### GIVEN PROBLEM
From the records below, extract every line that contains the word "distant", and list each such line separately.

### SUPPLIED INFORMATION
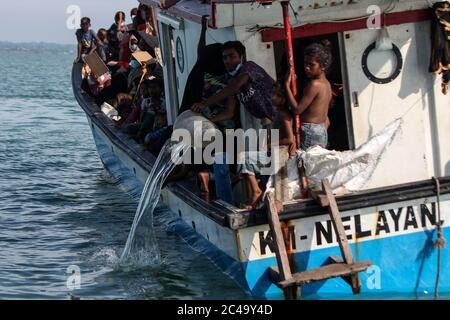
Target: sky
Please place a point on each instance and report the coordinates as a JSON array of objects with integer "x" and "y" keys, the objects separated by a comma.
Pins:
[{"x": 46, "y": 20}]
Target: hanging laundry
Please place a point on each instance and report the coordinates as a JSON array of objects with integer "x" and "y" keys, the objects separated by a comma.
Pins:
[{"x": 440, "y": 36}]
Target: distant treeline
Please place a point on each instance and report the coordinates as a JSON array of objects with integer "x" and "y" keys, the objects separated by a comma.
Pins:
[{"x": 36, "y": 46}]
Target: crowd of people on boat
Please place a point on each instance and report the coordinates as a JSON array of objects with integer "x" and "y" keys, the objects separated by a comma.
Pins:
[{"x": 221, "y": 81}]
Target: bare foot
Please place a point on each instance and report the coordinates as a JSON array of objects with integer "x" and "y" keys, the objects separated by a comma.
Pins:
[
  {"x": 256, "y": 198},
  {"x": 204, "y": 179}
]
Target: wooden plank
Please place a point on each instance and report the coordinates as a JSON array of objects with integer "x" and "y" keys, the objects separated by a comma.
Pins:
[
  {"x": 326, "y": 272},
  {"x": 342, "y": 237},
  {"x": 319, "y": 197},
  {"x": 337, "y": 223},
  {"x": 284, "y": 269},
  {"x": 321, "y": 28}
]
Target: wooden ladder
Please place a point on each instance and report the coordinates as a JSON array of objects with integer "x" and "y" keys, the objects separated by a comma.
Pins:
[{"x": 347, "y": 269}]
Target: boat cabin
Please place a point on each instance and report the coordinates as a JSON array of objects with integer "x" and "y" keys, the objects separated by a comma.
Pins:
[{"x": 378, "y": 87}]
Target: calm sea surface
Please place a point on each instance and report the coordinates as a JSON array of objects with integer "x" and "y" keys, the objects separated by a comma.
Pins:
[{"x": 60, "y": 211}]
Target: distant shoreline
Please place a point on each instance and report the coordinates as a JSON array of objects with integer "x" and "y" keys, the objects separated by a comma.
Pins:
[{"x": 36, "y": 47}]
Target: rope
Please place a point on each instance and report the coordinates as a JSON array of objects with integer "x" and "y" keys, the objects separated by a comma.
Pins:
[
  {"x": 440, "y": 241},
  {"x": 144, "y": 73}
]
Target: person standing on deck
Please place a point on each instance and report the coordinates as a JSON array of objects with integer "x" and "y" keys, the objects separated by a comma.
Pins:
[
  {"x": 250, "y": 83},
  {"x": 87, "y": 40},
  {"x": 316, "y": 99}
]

--

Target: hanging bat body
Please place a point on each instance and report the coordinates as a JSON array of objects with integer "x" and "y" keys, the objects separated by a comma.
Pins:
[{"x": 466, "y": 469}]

* * *

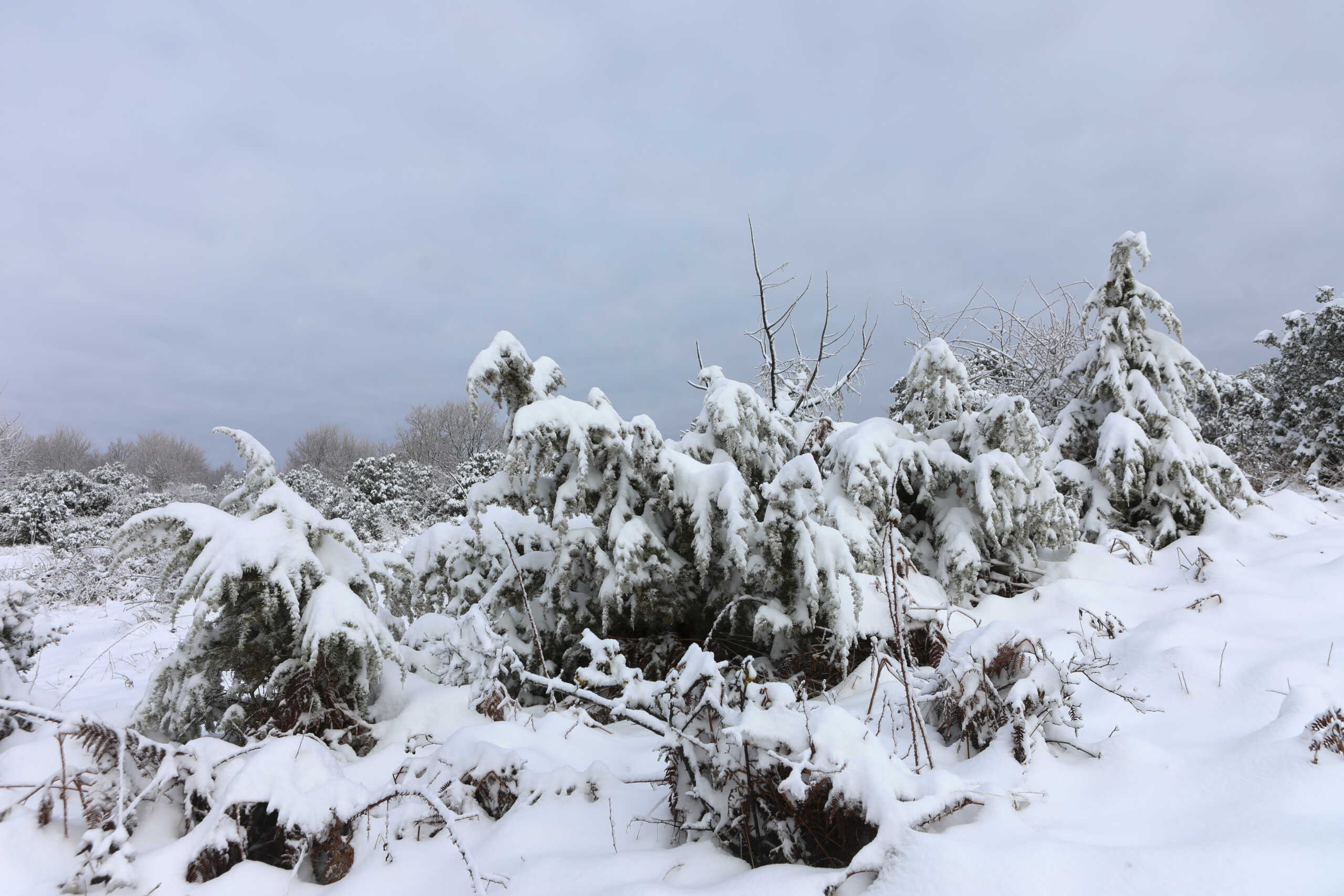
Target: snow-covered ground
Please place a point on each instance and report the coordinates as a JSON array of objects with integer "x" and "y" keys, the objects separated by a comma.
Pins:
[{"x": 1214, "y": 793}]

### EXERCISE RESPONSE
Target: distant treeline
Target: distant shoreline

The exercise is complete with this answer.